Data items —
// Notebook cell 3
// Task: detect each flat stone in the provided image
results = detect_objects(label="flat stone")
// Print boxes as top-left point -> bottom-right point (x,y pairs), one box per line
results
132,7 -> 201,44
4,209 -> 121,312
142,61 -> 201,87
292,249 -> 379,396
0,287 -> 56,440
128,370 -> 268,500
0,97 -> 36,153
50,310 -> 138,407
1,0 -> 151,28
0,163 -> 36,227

Work to complete —
Recast the records above as a two-column CSV with the header columns "request" and "answer", using one row for each request. Put each request's text and its answer in its own quoted field, and replace any line breaks with spaces.

The response —
request,answer
"// Notebook cell 3 // Task: detect each flat stone in the provided image results = detect_objects(label=""flat stone"") // Print boxes as top-left point -> bottom-right point (x,y pairs), one box per line results","132,7 -> 201,44 4,209 -> 121,312 142,61 -> 201,87 292,249 -> 379,396 0,287 -> 56,440 128,370 -> 268,500 0,97 -> 36,153 50,310 -> 138,407 1,0 -> 151,28 0,163 -> 36,227"